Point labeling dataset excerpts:
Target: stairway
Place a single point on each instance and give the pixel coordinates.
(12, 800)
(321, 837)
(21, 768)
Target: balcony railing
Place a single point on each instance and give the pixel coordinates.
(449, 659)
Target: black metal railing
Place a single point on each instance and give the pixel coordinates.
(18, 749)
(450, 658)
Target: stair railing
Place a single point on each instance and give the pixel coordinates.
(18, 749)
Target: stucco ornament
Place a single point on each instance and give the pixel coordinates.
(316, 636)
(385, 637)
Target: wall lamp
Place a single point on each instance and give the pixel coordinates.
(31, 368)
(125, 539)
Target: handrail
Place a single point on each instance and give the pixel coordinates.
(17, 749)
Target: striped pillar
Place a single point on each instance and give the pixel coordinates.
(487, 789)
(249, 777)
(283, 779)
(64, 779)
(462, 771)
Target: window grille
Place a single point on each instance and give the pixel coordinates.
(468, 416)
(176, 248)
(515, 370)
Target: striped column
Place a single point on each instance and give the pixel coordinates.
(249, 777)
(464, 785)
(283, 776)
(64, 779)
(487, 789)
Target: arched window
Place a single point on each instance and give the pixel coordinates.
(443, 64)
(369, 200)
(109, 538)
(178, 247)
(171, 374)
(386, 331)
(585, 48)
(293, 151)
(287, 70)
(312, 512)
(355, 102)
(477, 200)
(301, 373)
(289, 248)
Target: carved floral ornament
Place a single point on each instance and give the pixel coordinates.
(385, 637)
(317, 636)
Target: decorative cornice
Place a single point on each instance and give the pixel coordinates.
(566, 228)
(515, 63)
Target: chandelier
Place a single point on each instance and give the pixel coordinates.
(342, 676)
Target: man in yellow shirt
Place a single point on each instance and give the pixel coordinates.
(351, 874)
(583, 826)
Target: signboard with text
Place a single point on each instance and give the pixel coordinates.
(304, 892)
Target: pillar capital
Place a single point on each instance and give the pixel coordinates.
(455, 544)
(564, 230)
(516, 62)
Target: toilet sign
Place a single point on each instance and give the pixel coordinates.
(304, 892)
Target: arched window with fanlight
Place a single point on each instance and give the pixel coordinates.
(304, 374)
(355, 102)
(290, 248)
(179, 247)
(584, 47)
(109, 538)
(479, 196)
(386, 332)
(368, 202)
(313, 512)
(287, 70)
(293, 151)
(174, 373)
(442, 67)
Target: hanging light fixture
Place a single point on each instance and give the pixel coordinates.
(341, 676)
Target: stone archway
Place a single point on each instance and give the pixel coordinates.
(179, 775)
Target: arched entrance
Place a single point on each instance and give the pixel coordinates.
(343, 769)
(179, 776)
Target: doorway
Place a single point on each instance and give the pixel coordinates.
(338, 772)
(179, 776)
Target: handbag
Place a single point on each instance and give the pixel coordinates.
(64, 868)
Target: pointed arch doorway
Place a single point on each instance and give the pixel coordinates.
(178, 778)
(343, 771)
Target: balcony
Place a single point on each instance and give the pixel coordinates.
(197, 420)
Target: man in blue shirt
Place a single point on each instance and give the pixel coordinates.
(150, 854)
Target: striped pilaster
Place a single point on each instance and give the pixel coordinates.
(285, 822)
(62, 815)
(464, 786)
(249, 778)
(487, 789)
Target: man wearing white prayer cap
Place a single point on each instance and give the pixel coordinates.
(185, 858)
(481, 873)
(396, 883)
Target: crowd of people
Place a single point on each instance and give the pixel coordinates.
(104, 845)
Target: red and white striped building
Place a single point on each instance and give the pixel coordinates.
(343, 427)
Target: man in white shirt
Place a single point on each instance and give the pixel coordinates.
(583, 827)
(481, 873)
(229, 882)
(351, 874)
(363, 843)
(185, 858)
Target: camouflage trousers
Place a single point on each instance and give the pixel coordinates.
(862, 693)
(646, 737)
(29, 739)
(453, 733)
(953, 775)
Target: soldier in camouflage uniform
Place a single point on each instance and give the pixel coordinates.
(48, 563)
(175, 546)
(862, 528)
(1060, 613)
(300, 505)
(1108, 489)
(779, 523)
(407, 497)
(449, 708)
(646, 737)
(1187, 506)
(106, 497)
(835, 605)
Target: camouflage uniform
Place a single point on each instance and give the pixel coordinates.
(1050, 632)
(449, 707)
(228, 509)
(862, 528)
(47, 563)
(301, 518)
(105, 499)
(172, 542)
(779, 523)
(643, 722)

→ **SHORT TASK**: Retype all of the material, keeping each line exact.

→ **COMPLETED TASK**:
Target: stairway
Place a single point on each instance and give the pixel coordinates.
(12, 800)
(321, 837)
(21, 768)
Target: balcony railing
Place a single point on each instance and give the pixel coordinates.
(449, 659)
Target: black metal railing
Place a single point on each instance and give the pixel coordinates.
(18, 749)
(450, 658)
Target: stair railing
Place a single point on each instance and give the pixel coordinates.
(18, 749)
Target: stucco ornament
Place a single point on each instance and give the pixel coordinates.
(316, 636)
(385, 637)
Target: wall lamp
Place a single point on each instance and give the pixel coordinates.
(31, 368)
(125, 539)
Target: handrail
Place a single point on each instance and give the pixel coordinates.
(17, 749)
Target: striped pillar
Place a single point on each instance and give the pixel coordinates.
(487, 789)
(249, 777)
(283, 779)
(64, 779)
(462, 771)
Target: window grille
Place a single point on each instance and give the pixel coordinates.
(468, 416)
(176, 248)
(515, 370)
Target: striped column
Place a single point on each instance and give the pixel coordinates.
(249, 777)
(464, 785)
(283, 776)
(64, 779)
(487, 789)
Target: arched window
Place a single point on each instance and give the pixel coordinates.
(443, 64)
(369, 200)
(109, 538)
(178, 247)
(171, 374)
(386, 331)
(585, 48)
(293, 151)
(287, 70)
(312, 512)
(355, 102)
(477, 200)
(301, 373)
(289, 248)
Target: carved floral ornament
Place a single point on each instance and give the pixel coordinates.
(385, 637)
(317, 636)
Target: decorative cornice
Place a single point on each instance and give the pixel coordinates.
(566, 228)
(515, 63)
Target: chandelier
Place a single point on each instance and give the pixel coordinates.
(342, 676)
Target: man in yellow shirt
Place a single point on each instance and give the pixel coordinates.
(351, 874)
(583, 826)
Target: signboard with text
Place a single point on each instance and give the pixel coordinates.
(304, 892)
Target: pillar capital
Place a single point on each instance and give the pixel coordinates.
(455, 544)
(564, 230)
(516, 62)
Target: toilet sign
Place a single point on each instance and give the pixel coordinates.
(304, 892)
Target: arched window with fanlight
Place a single point on each instance and give the pixel coordinates.
(304, 374)
(355, 102)
(290, 248)
(179, 247)
(584, 47)
(109, 538)
(479, 196)
(386, 332)
(368, 202)
(313, 512)
(287, 70)
(293, 151)
(174, 373)
(442, 67)
Target: hanging light fixture
Place a single point on each instance and give the pixel coordinates.
(341, 676)
Target: stone archway
Place a single point on each instance and give the pixel coordinates.
(179, 775)
Target: arched entrance
Place a single point on each instance and give the pixel coordinates.
(343, 769)
(179, 776)
Target: doorway
Place a single point on each instance and give the pixel coordinates.
(338, 772)
(179, 776)
Target: handbag
Place a single point on each instance and give the pixel coordinates.
(64, 868)
Target: pointed arch doorway
Place a single point on each instance and give the pixel coordinates.
(178, 778)
(343, 771)
Target: balcony
Place a single point on each instance and give the pixel coordinates.
(197, 420)
Target: man in blue shirt
Place a single point on each instance and give the pixel coordinates.
(150, 854)
Target: striped pilaster
Place a single point on each instance and give the pixel coordinates.
(285, 822)
(62, 815)
(464, 786)
(249, 778)
(487, 789)
Target: man wearing white prayer cap
Place a single point on each instance and give the pixel coordinates.
(185, 858)
(481, 873)
(396, 883)
Target: crowd of people
Place a single point on each instance and give the pixel coordinates.
(104, 845)
Target: red and white striped building
Place a single point on each instance and give the pixel coordinates.
(343, 427)
Target: man in white shirt
Place a single point on each instance and give the pixel coordinates.
(583, 827)
(481, 873)
(229, 882)
(351, 874)
(363, 843)
(185, 858)
Target: camouflage trousers
Place a single point on each instance and give the pixel coordinates.
(862, 693)
(646, 737)
(29, 739)
(453, 733)
(953, 775)
Target: soldier in camouflage uniform
Place a single point on each instance and give the pixel coordinates.
(48, 563)
(175, 546)
(862, 528)
(1060, 613)
(300, 505)
(1108, 489)
(779, 523)
(407, 497)
(449, 708)
(646, 737)
(1187, 506)
(106, 497)
(835, 605)
Target: camouflage uniform
Place a single point on each instance and give the pixel coordinates.
(1050, 632)
(449, 707)
(228, 509)
(862, 528)
(47, 563)
(301, 518)
(105, 499)
(172, 542)
(779, 523)
(643, 722)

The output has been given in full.